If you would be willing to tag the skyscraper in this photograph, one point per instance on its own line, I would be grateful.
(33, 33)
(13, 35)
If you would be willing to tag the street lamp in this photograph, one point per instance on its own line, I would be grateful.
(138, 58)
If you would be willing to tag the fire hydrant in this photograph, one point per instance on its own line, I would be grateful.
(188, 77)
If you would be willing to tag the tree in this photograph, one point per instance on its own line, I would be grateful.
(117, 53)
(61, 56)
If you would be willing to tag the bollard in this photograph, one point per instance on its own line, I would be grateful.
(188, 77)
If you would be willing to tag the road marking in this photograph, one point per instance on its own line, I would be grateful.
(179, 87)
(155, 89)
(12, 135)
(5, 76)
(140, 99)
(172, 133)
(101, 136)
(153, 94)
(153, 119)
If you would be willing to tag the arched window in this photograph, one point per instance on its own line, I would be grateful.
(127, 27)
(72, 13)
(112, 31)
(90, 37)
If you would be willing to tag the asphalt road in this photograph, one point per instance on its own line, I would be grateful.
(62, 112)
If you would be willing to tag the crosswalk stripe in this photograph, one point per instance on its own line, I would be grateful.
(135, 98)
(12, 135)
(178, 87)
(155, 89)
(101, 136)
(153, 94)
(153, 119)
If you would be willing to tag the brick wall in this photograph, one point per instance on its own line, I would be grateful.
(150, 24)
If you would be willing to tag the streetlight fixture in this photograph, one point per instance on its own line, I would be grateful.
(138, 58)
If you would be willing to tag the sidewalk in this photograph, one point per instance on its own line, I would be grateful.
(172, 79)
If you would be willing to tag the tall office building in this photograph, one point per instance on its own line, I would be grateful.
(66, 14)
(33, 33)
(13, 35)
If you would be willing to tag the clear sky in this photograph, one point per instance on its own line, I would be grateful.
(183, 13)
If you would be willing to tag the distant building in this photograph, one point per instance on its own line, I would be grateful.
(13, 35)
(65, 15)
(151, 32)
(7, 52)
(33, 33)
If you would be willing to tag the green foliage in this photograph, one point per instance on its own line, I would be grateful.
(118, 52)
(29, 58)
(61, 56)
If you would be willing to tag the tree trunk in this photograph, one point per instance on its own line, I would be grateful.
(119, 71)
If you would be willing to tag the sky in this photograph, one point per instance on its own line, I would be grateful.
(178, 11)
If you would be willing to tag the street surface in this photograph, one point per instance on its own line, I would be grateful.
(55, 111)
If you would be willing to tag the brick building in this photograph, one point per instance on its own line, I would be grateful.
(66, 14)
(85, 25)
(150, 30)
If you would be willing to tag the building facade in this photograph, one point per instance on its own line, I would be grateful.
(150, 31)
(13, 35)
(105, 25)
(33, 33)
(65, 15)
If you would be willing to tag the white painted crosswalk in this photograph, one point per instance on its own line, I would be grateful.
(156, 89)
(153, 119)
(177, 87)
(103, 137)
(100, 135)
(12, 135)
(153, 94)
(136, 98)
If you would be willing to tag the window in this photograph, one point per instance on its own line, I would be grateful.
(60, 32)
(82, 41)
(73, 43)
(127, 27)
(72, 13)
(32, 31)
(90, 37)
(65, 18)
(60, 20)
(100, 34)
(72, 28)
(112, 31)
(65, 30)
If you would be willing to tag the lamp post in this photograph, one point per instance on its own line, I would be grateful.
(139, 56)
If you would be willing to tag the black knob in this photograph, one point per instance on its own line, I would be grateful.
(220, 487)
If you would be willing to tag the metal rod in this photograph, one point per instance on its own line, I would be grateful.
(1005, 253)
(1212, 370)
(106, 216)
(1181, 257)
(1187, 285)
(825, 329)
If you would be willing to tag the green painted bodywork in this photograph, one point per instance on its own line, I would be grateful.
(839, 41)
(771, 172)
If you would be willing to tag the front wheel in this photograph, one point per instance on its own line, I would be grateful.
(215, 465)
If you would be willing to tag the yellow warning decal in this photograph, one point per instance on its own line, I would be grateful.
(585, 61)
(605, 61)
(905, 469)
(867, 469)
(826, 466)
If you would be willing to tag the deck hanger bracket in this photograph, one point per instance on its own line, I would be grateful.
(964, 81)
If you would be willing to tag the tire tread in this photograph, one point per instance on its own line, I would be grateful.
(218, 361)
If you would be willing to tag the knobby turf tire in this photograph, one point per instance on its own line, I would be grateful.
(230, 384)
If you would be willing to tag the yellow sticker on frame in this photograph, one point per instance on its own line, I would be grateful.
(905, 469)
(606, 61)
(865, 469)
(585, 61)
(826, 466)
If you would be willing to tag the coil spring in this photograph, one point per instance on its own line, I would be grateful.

▸ **Exercise brief**
Return every one of the entries above verbatim, without altering any character.

▸ **Completed task**
If you would be willing to tag the skyscraper in this photograph, one point per instance on its own line, I would be grateful.
(33, 33)
(13, 35)
If you would be willing to tag the street lamp in this photograph, one point per instance on its own line, I would be grateful.
(138, 58)
If you would be willing to tag the fire hydrant in this photograph, one point per instance on its own line, I would be grateful.
(188, 77)
If you would be willing to tag the tree in this photograph, one point per instance on its own line, I would be grateful.
(117, 53)
(61, 56)
If you would be willing to tag the bollard in this photograph, one point per instance on its own line, I would be grateful.
(188, 77)
If you would be willing to tag the road marking in this photograph, one point per instance on its own line, I would be grateful.
(179, 87)
(155, 89)
(12, 135)
(5, 76)
(140, 99)
(172, 133)
(101, 136)
(153, 94)
(153, 119)
If you would be willing to tag the arched window in this photograph, one point per instance on its own line, I would be grateful.
(127, 27)
(72, 13)
(112, 31)
(90, 37)
If you would be willing to tag the asphalt road in this photograph, one point per instance on its own line, I would be grateful.
(62, 112)
If you would be willing to tag the crosswalk stripe in this photograph, one point per instance on its own line, I would be grateful.
(135, 98)
(12, 135)
(178, 87)
(155, 89)
(101, 136)
(153, 94)
(153, 119)
If you would be willing to tag the brick wall in this photograph, one point per instance on its own line, I would be grateful.
(150, 24)
If you would be willing to tag the streetlight fixture in this photograph, one point per instance on its own line, I would be grateful.
(138, 58)
If you would be willing to tag the sidewalk in this photograph, one point per instance on its own line, I would be grateful.
(172, 79)
If you would be willing to tag the tall office building in this photograph, one point per instance on its own line, I would be grateful.
(66, 14)
(33, 33)
(13, 35)
If you would be willing to tag the clear sky in this photograph, one point per instance on its own line, I would be grateful.
(183, 13)
If you would be willing to tag the distant building in this photograph, one point per instance on its own line, I would be grateful.
(13, 35)
(65, 15)
(151, 32)
(7, 52)
(33, 33)
If you would be willing to tag the green foliage in this photograph, one point per instance on its own line, I would be grateful.
(118, 52)
(29, 58)
(61, 56)
If you would be willing to tag the tree trunk in this photograph, one point per instance on its own line, I would be grateful.
(119, 71)
If you would be willing to tag the sky in this photograph, one point per instance on its own line, I would be grateful.
(178, 11)
If you would be willing to tag the street surface in this photograph, one point per instance on its own line, I would be grateful.
(55, 111)
If you would be willing to tag the brick building in this photograph, one point per instance on its own line, I would be grateful.
(66, 14)
(85, 25)
(150, 30)
If you would be willing to tag the building facade in this photograph, one point per instance on its own line, I would be grateful.
(150, 31)
(13, 35)
(105, 25)
(33, 33)
(65, 15)
If you would be willing to tag the white painted crosswalk in this photograph, one point per instance on its own line, I would be grateful.
(156, 89)
(153, 119)
(177, 87)
(103, 137)
(100, 135)
(12, 135)
(153, 94)
(136, 98)
If you would be willing to tag the window in this photograph, one point per instance on its own line, I would be grateful.
(60, 32)
(82, 41)
(73, 43)
(127, 27)
(72, 13)
(32, 31)
(90, 37)
(65, 18)
(60, 20)
(100, 34)
(72, 28)
(112, 31)
(65, 30)
If you would be willing to tag the lamp post in this photograph, one point per instance on its own line, I would be grateful.
(139, 56)
If you would be willing to tag the black knob in this photograph, one point per instance on its own line, I would be grateful.
(220, 487)
If you would be willing to tag the metal rod in this photograph, one point per instance on its own line, I would be grateful.
(1005, 253)
(1212, 370)
(106, 216)
(1181, 257)
(1187, 285)
(825, 329)
If you would be willing to tag the green painted bodywork in this photograph, one point per instance on its own line, I would be grateful.
(839, 41)
(771, 172)
If you would be willing to tag the front wheel in this photograph, one point per instance on its own line, I would be grateful.
(215, 465)
If you would be willing to tag the yellow warning decal in this photograph, one point per instance on its own line, I would be grateful.
(585, 61)
(605, 61)
(905, 469)
(867, 469)
(826, 466)
If you would be willing to tag the deck hanger bracket in this photograph, one point per instance on its own line, I would be grateful.
(964, 81)
If you would be willing to tag the tire tread in this photograph, one point per instance on its own line, I would be grateful.
(218, 361)
If you would be willing to tag the knobby turf tire in this photograph, one point per instance on its own line, I would be grateful.
(230, 384)
If you would be willing to tag the yellow sticker on frame in this photograph, one point per instance on its own line, I would be grateful.
(905, 469)
(606, 61)
(865, 469)
(585, 61)
(826, 466)
If you would be willing to tag the coil spring in this photograph, one point per instance on its own line, I would be grateful.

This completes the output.